WHAT YOU SHOULD DO>
Those lines of the data that hold the word "positive" are to be copied out.

[Stored data entries]
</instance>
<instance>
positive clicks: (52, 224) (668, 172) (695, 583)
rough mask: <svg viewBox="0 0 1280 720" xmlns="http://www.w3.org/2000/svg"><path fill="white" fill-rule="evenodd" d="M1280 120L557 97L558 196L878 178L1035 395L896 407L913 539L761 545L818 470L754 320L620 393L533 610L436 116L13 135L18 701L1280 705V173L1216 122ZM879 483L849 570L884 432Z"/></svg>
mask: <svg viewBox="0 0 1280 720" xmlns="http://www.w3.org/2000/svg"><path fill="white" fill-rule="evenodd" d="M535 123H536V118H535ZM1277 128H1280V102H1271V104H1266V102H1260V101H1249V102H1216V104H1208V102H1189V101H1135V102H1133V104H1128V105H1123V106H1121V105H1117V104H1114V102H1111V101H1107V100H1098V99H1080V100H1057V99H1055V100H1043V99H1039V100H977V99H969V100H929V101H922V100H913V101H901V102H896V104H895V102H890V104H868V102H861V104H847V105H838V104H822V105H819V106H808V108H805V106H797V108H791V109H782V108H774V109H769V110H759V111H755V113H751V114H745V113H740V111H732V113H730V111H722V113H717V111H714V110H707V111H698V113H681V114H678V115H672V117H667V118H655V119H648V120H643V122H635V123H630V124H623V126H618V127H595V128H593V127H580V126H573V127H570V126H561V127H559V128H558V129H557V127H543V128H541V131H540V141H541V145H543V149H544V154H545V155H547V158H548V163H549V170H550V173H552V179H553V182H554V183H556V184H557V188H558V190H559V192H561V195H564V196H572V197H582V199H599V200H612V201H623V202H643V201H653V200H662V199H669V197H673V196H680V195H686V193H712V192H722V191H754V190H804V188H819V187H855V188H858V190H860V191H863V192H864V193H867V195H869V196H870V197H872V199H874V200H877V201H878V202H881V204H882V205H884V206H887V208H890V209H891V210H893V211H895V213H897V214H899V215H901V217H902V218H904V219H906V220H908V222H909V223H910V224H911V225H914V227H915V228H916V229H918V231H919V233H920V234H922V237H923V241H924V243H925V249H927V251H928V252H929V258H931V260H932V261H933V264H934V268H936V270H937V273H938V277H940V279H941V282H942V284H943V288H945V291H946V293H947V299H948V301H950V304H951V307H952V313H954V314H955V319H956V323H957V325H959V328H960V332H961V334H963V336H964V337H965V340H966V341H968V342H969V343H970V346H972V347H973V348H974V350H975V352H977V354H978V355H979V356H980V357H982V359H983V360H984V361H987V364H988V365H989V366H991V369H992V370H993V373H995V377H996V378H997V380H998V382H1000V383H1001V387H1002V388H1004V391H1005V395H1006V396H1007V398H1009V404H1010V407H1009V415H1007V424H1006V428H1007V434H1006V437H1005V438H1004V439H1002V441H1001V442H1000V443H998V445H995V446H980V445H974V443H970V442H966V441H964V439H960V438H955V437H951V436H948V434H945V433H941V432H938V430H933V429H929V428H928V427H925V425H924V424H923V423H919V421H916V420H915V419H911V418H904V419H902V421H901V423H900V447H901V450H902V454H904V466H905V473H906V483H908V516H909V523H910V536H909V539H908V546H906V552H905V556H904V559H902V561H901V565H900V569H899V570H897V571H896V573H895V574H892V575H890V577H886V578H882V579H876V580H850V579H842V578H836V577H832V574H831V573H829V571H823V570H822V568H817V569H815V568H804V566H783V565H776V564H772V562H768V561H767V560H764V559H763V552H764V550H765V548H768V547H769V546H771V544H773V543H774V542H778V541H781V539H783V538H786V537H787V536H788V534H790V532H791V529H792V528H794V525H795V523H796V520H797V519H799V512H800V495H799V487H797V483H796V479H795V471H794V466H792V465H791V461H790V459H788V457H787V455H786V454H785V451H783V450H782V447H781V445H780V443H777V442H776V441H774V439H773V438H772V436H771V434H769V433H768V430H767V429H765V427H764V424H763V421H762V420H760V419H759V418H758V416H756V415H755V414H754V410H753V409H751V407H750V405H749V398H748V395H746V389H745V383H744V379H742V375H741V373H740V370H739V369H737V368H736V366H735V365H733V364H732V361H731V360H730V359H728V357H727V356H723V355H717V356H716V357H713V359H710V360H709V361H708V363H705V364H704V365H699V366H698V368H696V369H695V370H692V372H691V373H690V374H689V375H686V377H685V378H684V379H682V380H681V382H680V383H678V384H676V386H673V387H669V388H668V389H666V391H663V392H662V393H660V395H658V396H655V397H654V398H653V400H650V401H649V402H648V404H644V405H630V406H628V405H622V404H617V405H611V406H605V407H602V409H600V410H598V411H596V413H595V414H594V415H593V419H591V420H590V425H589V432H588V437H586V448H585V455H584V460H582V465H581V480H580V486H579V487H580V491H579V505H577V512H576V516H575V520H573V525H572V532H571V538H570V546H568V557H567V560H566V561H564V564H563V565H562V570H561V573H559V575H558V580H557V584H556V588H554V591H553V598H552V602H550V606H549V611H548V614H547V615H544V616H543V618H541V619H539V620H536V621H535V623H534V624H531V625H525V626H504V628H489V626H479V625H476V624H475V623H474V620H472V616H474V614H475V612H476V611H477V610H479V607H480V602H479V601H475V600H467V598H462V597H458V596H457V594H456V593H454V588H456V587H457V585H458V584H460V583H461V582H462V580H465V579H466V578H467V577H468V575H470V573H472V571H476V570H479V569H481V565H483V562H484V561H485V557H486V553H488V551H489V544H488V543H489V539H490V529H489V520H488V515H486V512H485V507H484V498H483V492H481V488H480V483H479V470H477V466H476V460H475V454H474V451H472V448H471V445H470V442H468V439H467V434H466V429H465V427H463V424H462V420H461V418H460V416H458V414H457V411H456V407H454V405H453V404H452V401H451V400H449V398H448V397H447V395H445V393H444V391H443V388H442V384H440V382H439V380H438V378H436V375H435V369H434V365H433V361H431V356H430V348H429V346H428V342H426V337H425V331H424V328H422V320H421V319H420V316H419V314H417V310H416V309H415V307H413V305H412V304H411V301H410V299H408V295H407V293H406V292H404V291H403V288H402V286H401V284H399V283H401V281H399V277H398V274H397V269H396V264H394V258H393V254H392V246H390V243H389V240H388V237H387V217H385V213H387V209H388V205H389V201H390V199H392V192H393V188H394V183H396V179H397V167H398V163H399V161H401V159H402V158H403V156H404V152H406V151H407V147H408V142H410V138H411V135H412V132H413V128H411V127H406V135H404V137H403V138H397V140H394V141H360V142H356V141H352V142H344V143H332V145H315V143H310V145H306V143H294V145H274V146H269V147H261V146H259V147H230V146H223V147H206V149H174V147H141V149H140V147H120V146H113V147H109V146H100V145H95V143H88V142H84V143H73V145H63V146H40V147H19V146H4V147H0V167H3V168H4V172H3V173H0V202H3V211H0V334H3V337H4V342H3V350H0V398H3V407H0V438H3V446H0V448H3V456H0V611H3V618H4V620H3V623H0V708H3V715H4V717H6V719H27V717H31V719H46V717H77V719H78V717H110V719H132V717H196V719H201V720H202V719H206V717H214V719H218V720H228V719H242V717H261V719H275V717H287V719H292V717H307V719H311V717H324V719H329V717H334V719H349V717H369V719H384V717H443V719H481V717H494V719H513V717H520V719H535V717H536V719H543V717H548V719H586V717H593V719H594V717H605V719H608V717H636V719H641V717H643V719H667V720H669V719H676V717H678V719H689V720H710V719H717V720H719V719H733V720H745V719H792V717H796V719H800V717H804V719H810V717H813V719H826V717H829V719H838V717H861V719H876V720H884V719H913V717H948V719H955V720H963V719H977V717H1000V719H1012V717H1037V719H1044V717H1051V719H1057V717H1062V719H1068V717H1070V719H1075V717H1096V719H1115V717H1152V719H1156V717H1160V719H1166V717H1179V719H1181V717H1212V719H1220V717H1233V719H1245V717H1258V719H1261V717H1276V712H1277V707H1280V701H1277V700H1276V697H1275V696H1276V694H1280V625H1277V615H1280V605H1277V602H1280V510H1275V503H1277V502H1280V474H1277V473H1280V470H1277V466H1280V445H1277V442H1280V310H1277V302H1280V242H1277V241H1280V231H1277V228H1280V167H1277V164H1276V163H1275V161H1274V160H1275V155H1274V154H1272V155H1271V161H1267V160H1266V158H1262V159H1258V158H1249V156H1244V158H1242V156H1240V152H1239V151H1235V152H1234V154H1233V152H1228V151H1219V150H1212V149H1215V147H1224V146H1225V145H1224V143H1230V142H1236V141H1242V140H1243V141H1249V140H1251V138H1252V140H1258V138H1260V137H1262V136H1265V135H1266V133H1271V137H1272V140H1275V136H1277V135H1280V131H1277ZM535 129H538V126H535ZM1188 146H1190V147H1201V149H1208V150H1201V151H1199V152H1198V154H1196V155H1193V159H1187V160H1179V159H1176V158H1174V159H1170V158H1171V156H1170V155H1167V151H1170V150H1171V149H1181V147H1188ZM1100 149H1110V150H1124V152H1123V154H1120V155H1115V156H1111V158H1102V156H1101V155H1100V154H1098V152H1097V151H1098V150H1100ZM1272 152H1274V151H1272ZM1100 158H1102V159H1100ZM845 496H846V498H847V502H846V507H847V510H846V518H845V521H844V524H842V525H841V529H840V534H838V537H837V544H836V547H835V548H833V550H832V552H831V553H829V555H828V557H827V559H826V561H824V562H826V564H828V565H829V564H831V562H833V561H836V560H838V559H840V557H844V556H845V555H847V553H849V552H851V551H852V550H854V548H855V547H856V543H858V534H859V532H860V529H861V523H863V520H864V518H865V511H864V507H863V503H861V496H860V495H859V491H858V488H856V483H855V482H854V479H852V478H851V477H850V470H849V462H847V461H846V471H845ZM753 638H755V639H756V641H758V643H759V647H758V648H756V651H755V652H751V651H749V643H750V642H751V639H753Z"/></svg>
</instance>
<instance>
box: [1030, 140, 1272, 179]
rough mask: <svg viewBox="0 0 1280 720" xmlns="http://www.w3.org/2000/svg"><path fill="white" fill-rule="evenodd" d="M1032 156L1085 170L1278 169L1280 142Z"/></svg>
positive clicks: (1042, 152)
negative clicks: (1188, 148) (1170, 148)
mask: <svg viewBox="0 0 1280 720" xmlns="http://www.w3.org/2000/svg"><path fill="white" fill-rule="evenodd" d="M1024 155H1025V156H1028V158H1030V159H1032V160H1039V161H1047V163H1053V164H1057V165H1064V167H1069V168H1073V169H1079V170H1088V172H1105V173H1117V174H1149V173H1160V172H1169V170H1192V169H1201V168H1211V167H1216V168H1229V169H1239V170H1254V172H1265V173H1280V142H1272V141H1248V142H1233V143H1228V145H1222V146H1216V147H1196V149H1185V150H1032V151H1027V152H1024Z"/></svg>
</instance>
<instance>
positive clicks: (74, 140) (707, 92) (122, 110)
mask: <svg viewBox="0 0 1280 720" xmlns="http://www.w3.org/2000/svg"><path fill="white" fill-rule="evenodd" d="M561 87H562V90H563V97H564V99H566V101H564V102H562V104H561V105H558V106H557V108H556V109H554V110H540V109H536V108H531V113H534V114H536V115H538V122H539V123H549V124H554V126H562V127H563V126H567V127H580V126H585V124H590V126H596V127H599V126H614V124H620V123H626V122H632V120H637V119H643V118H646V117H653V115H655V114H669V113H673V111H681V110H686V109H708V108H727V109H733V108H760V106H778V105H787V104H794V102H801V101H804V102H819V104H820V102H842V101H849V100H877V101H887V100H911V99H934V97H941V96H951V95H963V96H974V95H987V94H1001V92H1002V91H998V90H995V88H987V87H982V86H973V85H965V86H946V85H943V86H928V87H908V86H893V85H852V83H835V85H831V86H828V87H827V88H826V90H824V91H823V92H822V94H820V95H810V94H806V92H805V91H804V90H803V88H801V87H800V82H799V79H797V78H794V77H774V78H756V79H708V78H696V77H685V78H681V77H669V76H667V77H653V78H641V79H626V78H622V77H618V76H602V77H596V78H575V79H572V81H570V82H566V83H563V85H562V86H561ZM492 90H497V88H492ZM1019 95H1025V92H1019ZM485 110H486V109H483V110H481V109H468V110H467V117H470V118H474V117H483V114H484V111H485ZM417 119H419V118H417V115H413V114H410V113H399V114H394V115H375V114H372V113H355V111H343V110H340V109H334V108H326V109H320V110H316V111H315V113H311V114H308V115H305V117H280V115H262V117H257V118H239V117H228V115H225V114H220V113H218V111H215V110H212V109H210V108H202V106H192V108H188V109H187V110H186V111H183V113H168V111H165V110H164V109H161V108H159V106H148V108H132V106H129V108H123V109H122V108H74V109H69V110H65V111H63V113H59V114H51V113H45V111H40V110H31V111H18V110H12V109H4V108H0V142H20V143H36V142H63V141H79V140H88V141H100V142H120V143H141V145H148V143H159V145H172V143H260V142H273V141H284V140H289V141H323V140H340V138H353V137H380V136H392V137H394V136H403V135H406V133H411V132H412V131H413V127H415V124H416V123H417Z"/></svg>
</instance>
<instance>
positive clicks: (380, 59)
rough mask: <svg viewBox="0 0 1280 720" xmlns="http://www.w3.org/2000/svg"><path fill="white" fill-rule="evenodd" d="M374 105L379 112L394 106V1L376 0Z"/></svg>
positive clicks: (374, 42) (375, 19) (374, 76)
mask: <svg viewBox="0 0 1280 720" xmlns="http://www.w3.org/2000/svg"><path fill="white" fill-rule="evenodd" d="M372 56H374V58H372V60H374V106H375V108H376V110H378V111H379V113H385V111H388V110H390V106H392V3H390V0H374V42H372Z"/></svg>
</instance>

WRITTEN SOLUTION>
positive clicks: (52, 224) (668, 172) (695, 583)
positive clicks: (1042, 152)
positive clicks: (74, 140) (707, 92) (122, 110)
positive clicks: (380, 59)
positive clicks: (374, 42) (375, 19) (374, 76)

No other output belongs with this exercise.